## GIVEN EXERCISE
Format all the lines in the rows below as a single numbered list, skipping blank lines. Leave the pictures out of your answer.

***** GIVEN DATA

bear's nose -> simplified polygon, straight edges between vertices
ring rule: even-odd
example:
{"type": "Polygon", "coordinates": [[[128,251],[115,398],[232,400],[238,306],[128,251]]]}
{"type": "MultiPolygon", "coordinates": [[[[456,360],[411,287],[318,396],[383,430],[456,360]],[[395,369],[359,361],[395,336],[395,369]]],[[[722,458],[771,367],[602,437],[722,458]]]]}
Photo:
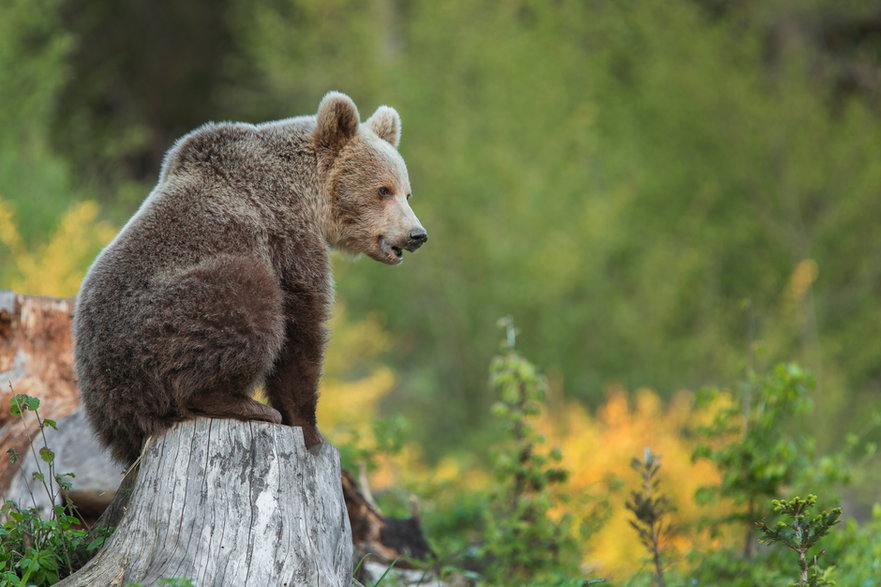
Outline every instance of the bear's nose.
{"type": "Polygon", "coordinates": [[[415,251],[428,240],[428,233],[421,226],[410,231],[410,239],[407,241],[407,250],[415,251]]]}

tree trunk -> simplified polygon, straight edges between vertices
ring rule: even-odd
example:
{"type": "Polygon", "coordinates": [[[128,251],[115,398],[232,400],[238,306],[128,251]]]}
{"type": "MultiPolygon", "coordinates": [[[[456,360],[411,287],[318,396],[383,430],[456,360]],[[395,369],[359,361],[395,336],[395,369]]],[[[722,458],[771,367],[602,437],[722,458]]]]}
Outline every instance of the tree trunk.
{"type": "Polygon", "coordinates": [[[351,585],[340,474],[336,449],[307,451],[299,428],[181,422],[148,441],[116,531],[59,585],[351,585]]]}

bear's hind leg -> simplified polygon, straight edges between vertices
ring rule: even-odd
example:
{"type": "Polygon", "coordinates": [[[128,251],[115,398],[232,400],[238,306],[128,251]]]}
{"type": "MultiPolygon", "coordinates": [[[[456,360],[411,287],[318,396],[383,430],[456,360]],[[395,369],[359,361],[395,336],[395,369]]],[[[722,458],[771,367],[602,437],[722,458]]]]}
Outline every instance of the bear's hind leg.
{"type": "Polygon", "coordinates": [[[262,420],[271,424],[281,424],[281,414],[278,410],[246,395],[234,393],[232,390],[206,390],[193,394],[185,408],[194,416],[245,421],[262,420]]]}
{"type": "Polygon", "coordinates": [[[284,336],[281,292],[268,268],[218,255],[169,276],[156,299],[145,340],[160,366],[155,380],[180,417],[281,422],[250,397],[284,336]]]}

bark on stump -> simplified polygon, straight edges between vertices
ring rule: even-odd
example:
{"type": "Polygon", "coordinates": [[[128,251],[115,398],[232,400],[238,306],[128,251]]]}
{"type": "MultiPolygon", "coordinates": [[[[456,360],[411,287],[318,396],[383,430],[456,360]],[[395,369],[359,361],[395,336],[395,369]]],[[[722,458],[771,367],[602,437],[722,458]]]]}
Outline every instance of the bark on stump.
{"type": "Polygon", "coordinates": [[[148,441],[116,531],[58,585],[336,586],[351,573],[336,449],[307,451],[299,428],[198,419],[148,441]]]}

**********

## SOLVED EXERCISE
1. bear's nose -> simplified polygon, straight edges between vertices
2. ring rule: even-odd
3. example:
4. {"type": "Polygon", "coordinates": [[[128,251],[115,398],[232,400],[238,306],[128,251]]]}
5. {"type": "MultiPolygon", "coordinates": [[[[456,360],[411,287],[318,396],[383,430],[456,360]],[[395,369],[359,361],[395,336],[395,369]]],[[[722,458],[771,367],[602,437],[722,458]]]]}
6. Photo:
7. Outline every instance of the bear's nose.
8. {"type": "Polygon", "coordinates": [[[415,251],[428,240],[428,233],[421,226],[410,231],[410,239],[407,241],[407,250],[415,251]]]}
9. tree trunk -> simplified polygon, straight edges between vertices
10. ring rule: even-odd
11. example:
12. {"type": "Polygon", "coordinates": [[[128,251],[115,398],[232,400],[238,306],[128,251]]]}
13. {"type": "MultiPolygon", "coordinates": [[[[456,360],[411,287],[318,396],[383,430],[456,360]],[[395,369],[359,361],[395,336],[395,369]]],[[[722,458],[771,367],[602,437],[722,458]]]]}
14. Outline every instance of the tree trunk.
15. {"type": "Polygon", "coordinates": [[[351,585],[340,474],[336,449],[307,451],[299,428],[181,422],[148,441],[116,531],[59,585],[351,585]]]}
16. bear's hind leg -> simplified polygon, straight edges between vertices
17. ring rule: even-odd
18. example:
19. {"type": "Polygon", "coordinates": [[[128,251],[115,398],[232,400],[238,306],[128,251]]]}
20. {"type": "MultiPolygon", "coordinates": [[[[456,360],[411,287],[318,396],[383,430],[456,360]],[[395,369],[359,361],[395,336],[395,369]]],[[[722,458],[771,367],[602,437],[722,458]]]]}
21. Outline every instance of the bear's hind leg.
22. {"type": "Polygon", "coordinates": [[[262,420],[271,424],[281,424],[281,414],[278,410],[246,395],[234,393],[232,390],[206,390],[193,394],[185,408],[194,416],[245,421],[262,420]]]}
23. {"type": "Polygon", "coordinates": [[[284,336],[281,292],[268,268],[218,255],[169,276],[156,299],[145,340],[160,366],[155,380],[180,417],[281,422],[250,397],[284,336]]]}
24. bark on stump -> simplified polygon, straight edges between vertices
25. ring rule: even-odd
26. example:
27. {"type": "Polygon", "coordinates": [[[128,251],[115,398],[232,400],[238,306],[128,251]]]}
28. {"type": "MultiPolygon", "coordinates": [[[[456,360],[411,287],[318,396],[383,430],[456,360]],[[395,369],[359,361],[395,336],[395,369]]],[[[722,458],[771,367],[602,437],[722,458]]]]}
29. Outline every instance of the bark on stump.
30. {"type": "Polygon", "coordinates": [[[148,441],[116,531],[58,585],[336,586],[351,573],[336,449],[307,451],[299,428],[198,419],[148,441]]]}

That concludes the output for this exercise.